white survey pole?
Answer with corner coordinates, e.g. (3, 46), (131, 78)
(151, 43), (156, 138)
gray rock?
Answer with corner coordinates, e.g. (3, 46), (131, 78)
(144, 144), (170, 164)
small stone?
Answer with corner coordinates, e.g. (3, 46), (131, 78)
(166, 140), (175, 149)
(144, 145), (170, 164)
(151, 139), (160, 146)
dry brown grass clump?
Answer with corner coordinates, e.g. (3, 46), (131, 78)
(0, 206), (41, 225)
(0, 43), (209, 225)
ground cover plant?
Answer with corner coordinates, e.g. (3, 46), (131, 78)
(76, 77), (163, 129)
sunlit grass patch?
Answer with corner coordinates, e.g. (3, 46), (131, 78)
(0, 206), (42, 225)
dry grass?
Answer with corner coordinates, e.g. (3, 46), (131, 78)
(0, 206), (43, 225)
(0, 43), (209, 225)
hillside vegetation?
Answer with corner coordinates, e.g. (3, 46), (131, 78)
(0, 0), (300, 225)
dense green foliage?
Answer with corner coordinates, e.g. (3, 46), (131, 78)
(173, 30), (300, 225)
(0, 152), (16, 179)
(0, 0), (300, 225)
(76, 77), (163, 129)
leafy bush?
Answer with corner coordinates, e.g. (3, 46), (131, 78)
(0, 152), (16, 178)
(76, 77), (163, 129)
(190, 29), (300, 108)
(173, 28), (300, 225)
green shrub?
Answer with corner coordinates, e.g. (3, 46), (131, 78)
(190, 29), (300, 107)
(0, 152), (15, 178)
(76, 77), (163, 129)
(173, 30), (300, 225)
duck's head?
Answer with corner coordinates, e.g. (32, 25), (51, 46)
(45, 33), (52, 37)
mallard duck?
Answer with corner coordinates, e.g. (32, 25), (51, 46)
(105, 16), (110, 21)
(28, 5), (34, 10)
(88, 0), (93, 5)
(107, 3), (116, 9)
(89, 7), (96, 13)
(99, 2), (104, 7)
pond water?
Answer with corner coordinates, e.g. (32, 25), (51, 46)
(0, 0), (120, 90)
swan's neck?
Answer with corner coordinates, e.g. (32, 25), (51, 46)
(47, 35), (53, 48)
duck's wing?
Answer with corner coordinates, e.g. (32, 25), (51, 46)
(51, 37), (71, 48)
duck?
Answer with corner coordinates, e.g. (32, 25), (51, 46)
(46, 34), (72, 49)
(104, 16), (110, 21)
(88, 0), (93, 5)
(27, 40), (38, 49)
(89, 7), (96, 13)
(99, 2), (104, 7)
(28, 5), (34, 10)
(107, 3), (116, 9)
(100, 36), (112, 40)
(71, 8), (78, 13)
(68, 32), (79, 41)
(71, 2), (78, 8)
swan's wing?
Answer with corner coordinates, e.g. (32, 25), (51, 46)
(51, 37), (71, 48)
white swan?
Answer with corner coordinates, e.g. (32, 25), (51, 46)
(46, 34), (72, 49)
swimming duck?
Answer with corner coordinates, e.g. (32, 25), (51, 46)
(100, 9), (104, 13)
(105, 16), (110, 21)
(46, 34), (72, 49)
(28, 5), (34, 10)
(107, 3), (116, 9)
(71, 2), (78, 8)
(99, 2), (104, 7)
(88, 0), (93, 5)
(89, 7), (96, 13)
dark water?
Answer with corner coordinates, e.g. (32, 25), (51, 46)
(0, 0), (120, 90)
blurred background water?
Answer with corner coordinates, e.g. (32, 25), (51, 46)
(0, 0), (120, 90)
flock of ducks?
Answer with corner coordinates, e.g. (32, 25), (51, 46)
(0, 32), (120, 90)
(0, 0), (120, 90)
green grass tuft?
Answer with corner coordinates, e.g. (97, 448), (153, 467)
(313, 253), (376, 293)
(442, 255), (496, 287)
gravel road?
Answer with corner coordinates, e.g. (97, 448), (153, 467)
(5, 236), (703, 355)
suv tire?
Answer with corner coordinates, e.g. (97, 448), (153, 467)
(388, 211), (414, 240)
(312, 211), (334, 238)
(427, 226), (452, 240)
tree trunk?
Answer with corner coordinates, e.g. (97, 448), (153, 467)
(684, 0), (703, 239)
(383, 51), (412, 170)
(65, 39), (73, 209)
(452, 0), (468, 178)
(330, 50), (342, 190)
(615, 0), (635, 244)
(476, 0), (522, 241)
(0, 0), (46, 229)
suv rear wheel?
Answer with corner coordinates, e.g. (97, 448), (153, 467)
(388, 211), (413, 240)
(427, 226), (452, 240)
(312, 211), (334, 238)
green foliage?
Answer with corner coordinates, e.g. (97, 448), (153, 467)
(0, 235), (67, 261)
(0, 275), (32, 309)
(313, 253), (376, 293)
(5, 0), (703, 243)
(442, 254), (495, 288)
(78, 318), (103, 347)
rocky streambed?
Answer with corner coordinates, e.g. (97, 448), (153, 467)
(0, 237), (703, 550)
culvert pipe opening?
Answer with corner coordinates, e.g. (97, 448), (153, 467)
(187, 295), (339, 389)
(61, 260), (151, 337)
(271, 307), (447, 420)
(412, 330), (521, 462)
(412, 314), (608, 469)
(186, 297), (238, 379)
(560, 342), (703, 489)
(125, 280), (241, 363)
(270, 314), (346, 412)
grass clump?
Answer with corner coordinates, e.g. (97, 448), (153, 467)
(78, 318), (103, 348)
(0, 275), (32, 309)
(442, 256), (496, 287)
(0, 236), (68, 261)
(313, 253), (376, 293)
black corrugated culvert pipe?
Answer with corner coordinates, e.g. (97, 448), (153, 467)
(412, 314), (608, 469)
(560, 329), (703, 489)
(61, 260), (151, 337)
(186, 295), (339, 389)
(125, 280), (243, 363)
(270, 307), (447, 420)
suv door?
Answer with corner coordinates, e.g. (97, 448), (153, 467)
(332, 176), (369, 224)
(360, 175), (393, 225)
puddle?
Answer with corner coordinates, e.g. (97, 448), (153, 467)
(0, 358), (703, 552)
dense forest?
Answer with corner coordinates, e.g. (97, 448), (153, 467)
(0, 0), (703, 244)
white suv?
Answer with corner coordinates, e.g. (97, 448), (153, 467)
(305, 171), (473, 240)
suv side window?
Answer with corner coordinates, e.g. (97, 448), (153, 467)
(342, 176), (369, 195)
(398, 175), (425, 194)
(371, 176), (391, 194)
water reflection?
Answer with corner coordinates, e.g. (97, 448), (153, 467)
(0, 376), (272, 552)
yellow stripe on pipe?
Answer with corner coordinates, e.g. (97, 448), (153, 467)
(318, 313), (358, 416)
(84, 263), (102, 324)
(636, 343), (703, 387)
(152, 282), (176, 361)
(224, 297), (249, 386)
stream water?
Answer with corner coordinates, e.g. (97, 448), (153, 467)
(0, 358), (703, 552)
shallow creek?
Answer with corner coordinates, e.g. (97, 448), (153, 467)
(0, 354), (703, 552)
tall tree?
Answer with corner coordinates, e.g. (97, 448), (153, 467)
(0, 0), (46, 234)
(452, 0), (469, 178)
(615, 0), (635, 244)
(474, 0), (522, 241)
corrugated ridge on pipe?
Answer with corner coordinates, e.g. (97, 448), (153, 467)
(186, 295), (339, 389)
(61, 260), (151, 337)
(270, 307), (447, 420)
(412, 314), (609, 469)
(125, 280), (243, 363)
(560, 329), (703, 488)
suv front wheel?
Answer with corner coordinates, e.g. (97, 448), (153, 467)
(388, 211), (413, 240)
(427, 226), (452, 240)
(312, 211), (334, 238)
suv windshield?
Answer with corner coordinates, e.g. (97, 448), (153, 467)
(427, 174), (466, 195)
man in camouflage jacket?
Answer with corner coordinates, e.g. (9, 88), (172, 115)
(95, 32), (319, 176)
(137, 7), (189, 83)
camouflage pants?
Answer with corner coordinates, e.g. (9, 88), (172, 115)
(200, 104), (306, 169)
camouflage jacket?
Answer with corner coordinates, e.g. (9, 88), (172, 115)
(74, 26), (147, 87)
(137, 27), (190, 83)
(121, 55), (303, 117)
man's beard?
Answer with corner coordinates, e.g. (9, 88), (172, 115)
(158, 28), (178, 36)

--- --- ---

## TO BE DONE
Copy out the records word for word, from the very first line through the line containing "(45, 33), (52, 37)", including both of those lines.

## THE RESPONSE
white survey pole?
Answer with corner coordinates, e.g. (3, 46), (131, 78)
(151, 43), (156, 138)
gray rock?
Answer with corner coordinates, e.g. (3, 46), (131, 78)
(144, 144), (170, 164)
small stone?
Answer with corner coordinates, e.g. (3, 46), (131, 78)
(166, 140), (175, 149)
(144, 145), (170, 164)
(151, 139), (160, 146)
dry brown grass clump?
Answer with corner coordinates, e.g. (3, 46), (131, 78)
(0, 206), (41, 225)
(0, 43), (209, 225)
ground cover plant?
Answer with corner coordinates, e.g. (3, 46), (131, 78)
(76, 77), (163, 129)
sunlit grass patch?
Answer with corner coordinates, e.g. (3, 46), (131, 78)
(0, 206), (42, 225)
dry grass?
Answer with corner coordinates, e.g. (3, 46), (131, 78)
(0, 206), (43, 225)
(0, 43), (209, 225)
hillside vegetation?
Answer with corner coordinates, e.g. (3, 46), (131, 78)
(0, 0), (300, 225)
dense green foliage?
Answer with corner coordinates, e.g. (3, 46), (131, 78)
(173, 30), (300, 225)
(0, 152), (16, 179)
(0, 0), (300, 225)
(76, 77), (163, 129)
leafy bush?
Answer with corner coordinates, e.g. (3, 46), (131, 78)
(0, 152), (16, 178)
(76, 77), (163, 129)
(190, 29), (300, 108)
(173, 28), (300, 225)
green shrub?
Answer with corner coordinates, e.g. (3, 46), (131, 78)
(190, 29), (300, 107)
(0, 152), (15, 178)
(76, 77), (163, 129)
(173, 30), (300, 225)
duck's head?
Answer with corner coordinates, e.g. (32, 25), (51, 46)
(45, 33), (52, 37)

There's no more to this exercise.